> _DETALLES DEL EJERCICIO_
Transcribe sin cambios la parte del fragmento seleccionado que comienza con "La imagen recorrió" y sigue hasta "Fue un derrumbe.".

____ FRAGMENTO SELECCIONADO

La madrugada no miente. A esas horas, la ciudad muestra su verdadera cara: una mezcla de abandono, indiferencia y cobardía social. Por eso, este fin de semana, Yurimaguas nos lanzó a la cara una verdad brutal: estamos dejando morir la infancia. No lentamente, no con sutilezas, sino a plena vista… a la 1:00 a.m., en una calle oscura, vendiendo golosinas como si eso fuera normal.

La imagen recorrió las redes: un niño de unos 10 años, solo, caminando como si la niñez fuera un lujo prohibido. Un niño con una bolsa de dulces en la mano y el miedo como único acompañante. Ahí estaba, desvelado y vulnerable, mientras el mundo dormía sin culpa.

Cuando una persona, una de las pocas que todavía no ha perdido su humanidad, se acercó a preguntarle por qué seguía en la calle, ocurrió lo inevitable: el niño colapsó. No fue un llanto discreto. Fue un derrumbe.

Un llanto que exprimía terror, agotamiento y desesperación. Un llanto que ningún niño debería conocer. Y en medio del temblor de su frágil cuerpo, dijo: “No… no quiero ir a mi casa porque mi mamá me va a pegar. Ella me dijo que tengo que llegar con 50 soles… y solo vendí 25.”

No lloraba por sueño. No lloraba por frío. Lloraba porque tenía miedo de ser golpeado por su propia madre. Lloraba porque le exigieron producir dinero a la fuerza. Lloraba porque su casa no era casa: era amenaza, era castigo.

Ese niño no llevaba una mochila escolar. Llevaba una carga impuesta por un adulto que decidió que su hijo es una herramienta de ingresos. Una decisión cruel. Un abuso sin disfraz.

________
____ DATOS DISPONIBLES

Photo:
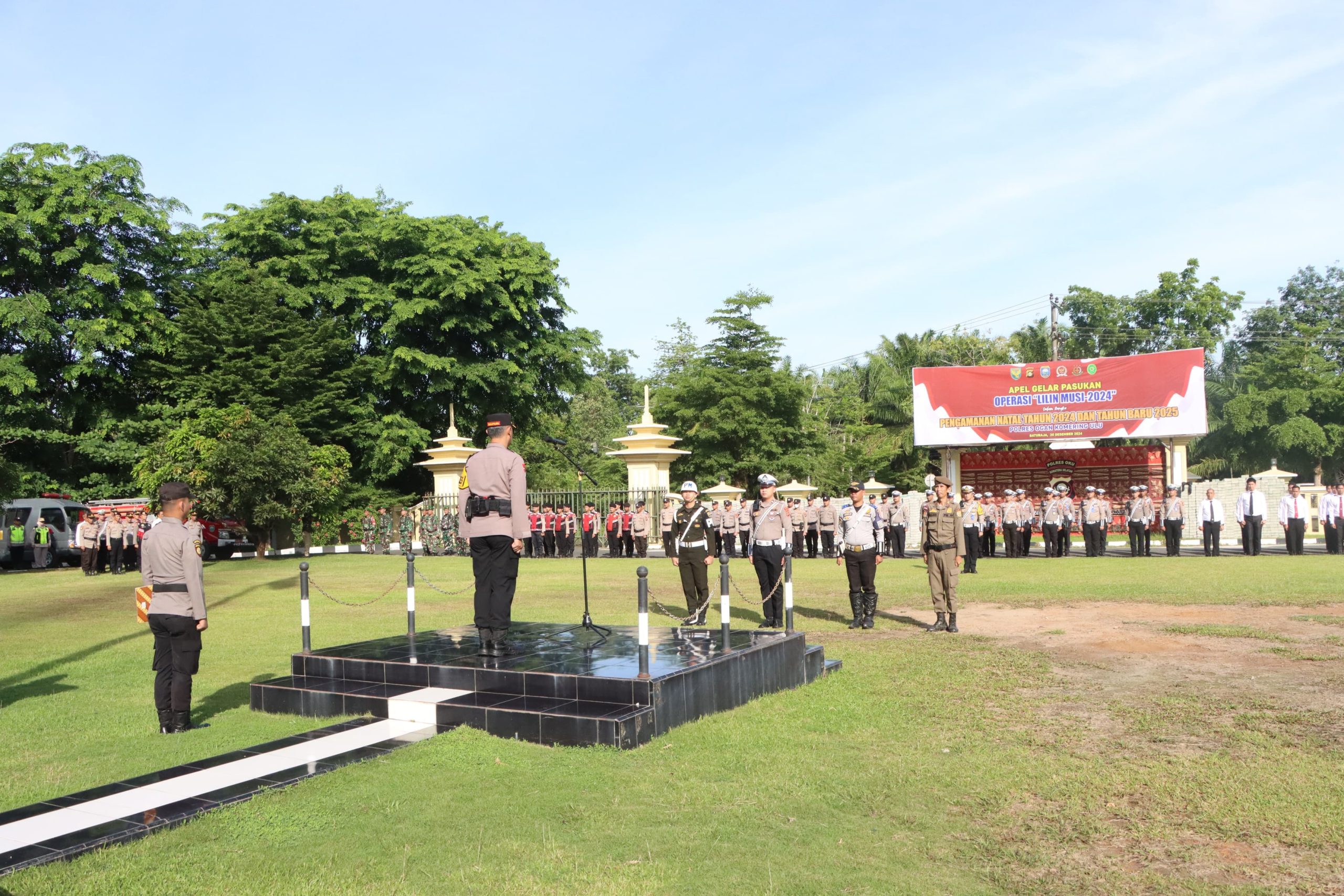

________

> _SOLUCIÓN ESCRITA_
La imagen recorrió las redes: un niño de unos 10 años, solo, caminando como si la niñez fuera un lujo prohibido. Un niño con una bolsa de dulces en la mano y el miedo como único acompañante. Ahí estaba, desvelado y vulnerable, mientras el mundo dormía sin culpa.

Cuando una persona, una de las pocas que todavía no ha perdido su humanidad, se acercó a preguntarle por qué seguía en la calle, ocurrió lo inevitable: el niño colapsó. No fue un llanto discreto. Fue un derrumbe.